Is there institutional disharmony in the Fourth Circuit? That’s the question that one judge suggested, in a concurring opinion, that lawyers and judges might be asking after an en banc opinion released on Tuesday. In response, the judge whose dissenting opinion prompted the question submitted that the apparent tension we are witnessing within the Court is simply a “vigorous exchange of views over basic and fundamental principles of law,” and that such a “robust” exchange enhances “mutual respect and collegiality.”
In Manning v. Caldwell, the en banc Fourth Circuit decided 8-7 to invalidate a Virginia statute dealing with habitual public intoxication as unconstitutionally vague and a violation of the Eight Amendment. (See here for a summary of the underlying legal dispute.) The Court’s en banc review of the panel decision that had upheld the statute resulted in a slew of opinions—a majority opinion, a concurrence (which was really about the primary dissent), and three dissents (two by the same judge). One of the three dissents was from the concurrence, while another was from the primary dissent that the dissenting judge had joined in substance. Did you follow all that? See below for more.
The opinions were full of fascinating, unique, and thought-provoking topics and disagreements—and that’s without even getting into the actual substance of the issues before the Court. Among the things that stood out to me were:
The Majority Opinion. The majority opinion was written by two judges, apparently collaboratively, and joined by six other judges. I personally have never seen that before. I admit that I’ve never really been on the lookout for it, so perhaps it is more common than I believe. If you are aware of other co-authored opinions, point us to them in the comments!

=== Data section ===
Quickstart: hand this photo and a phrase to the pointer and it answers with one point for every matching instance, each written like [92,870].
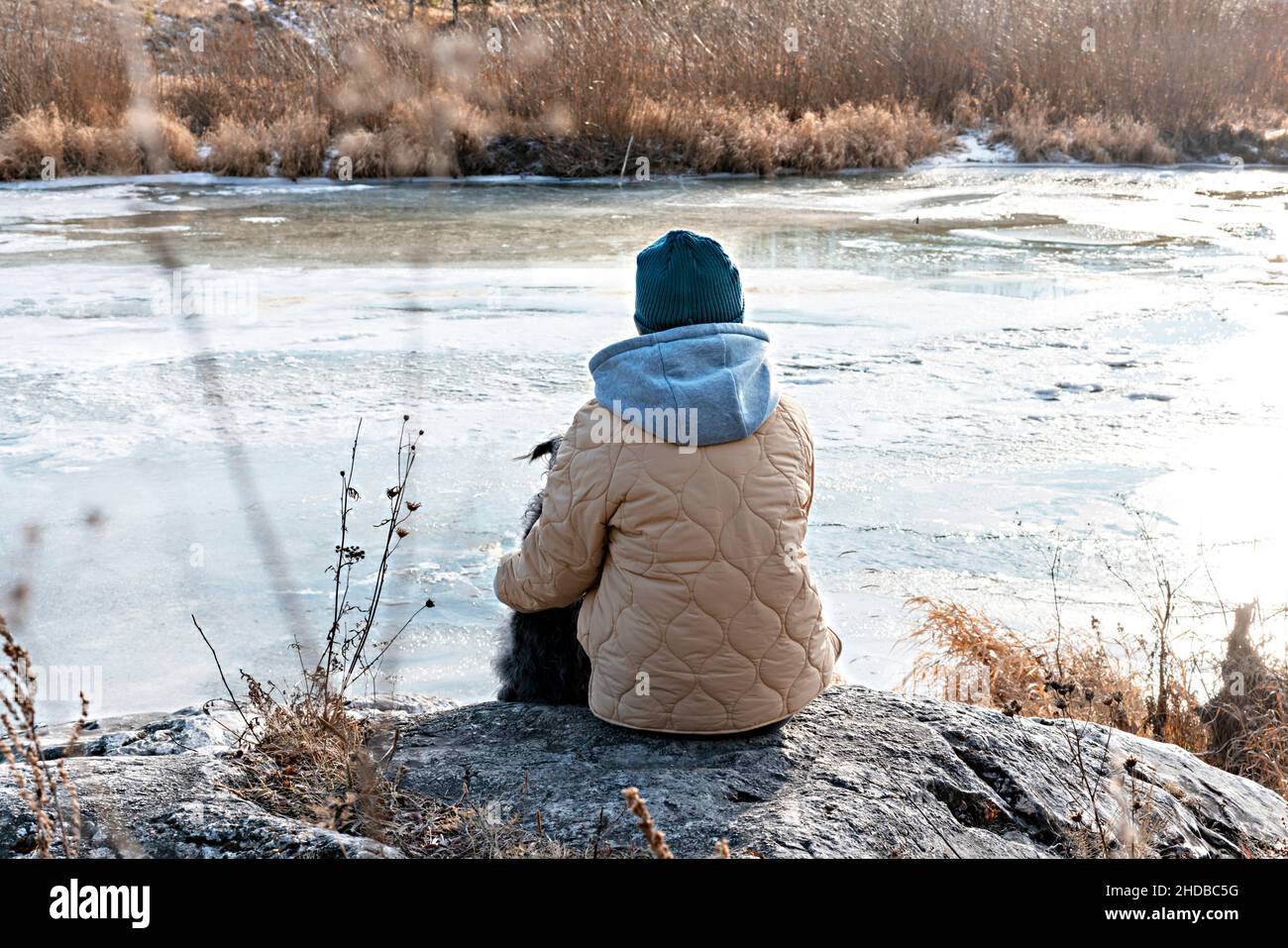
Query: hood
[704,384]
...
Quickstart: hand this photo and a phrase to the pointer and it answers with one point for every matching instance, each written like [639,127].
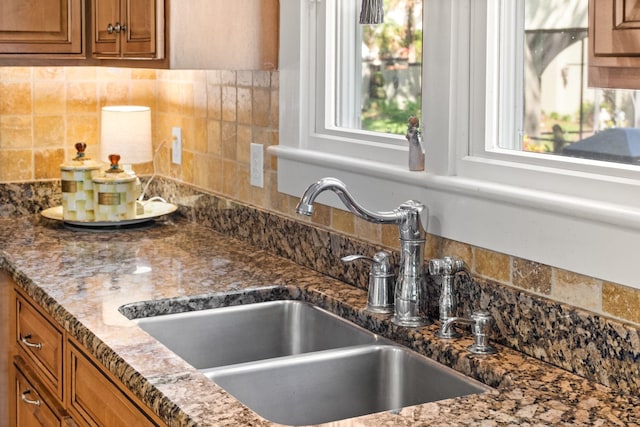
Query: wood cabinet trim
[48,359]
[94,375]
...
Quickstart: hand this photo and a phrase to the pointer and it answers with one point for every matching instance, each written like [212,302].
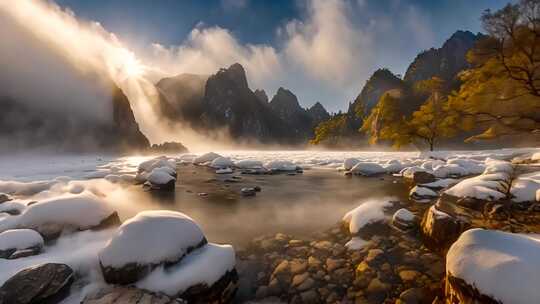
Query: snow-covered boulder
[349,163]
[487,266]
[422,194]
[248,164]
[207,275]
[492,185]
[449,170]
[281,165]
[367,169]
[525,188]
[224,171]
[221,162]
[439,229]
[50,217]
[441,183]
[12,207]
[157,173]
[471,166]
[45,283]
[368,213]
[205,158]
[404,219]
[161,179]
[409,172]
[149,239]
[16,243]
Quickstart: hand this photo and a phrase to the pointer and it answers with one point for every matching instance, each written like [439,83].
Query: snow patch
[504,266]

=== Tasks and exercises ===
- A) Summarize the text on the Fourth Circuit's en banc ruling in two sentences.
- B) Write out, word for word, the stretch of the text on the Fourth Circuit's en banc ruling from "In Manning v." through "below for more.".

=== The replies ===
- A) In Manning v. Caldwell, the en banc Fourth Circuit voted 8-7 to invalidate a Virginia statute on habitual public intoxication, producing a majority opinion, a concurrence, and three dissents, and one judge's concurrence suggested that lawyers and judges might ask whether the court suffers from institutional disharmony. The judge whose dissent prompted that question answered that the apparent tension is a vigorous exchange of views that enhances mutual respect and collegiality, and the writer notes that the majority opinion was written by two judges, something the writer had never seen before.

- B)
In Manning v. Caldwell, the en banc Fourth Circuit decided 8-7 to invalidate a Virginia statute dealing with habitual public intoxication as unconstitutionally vague and a violation of the Eight Amendment. (See here for a summary of the underlying legal dispute.) The Court’s en banc review of the panel decision that had upheld the statute resulted in a slew of opinions—a majority opinion, a concurrence (which was really about the primary dissent), and three dissents (two by the same judge). One of the three dissents was from the concurrence, while another was from the primary dissent that the dissenting judge had joined in substance. Did you follow all that? See below for more.